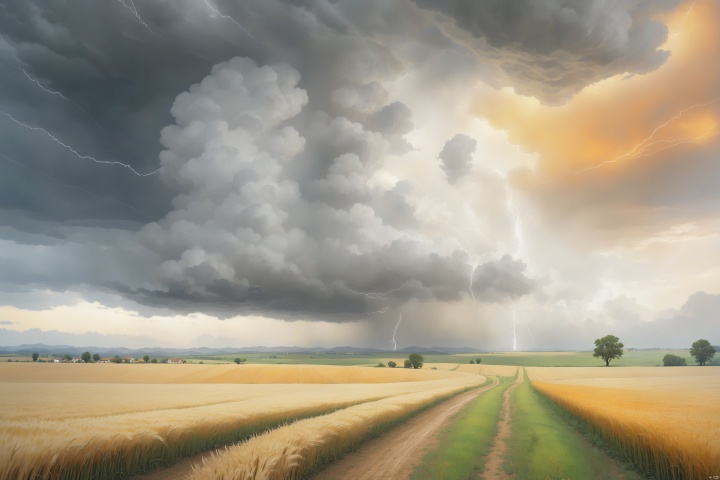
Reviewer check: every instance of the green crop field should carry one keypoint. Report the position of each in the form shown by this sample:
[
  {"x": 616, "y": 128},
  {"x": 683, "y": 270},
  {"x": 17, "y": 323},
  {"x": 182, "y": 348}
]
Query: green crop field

(The task): Count the lines in these records that hold the string "field". Only the number is wanted.

(Result of the task): 2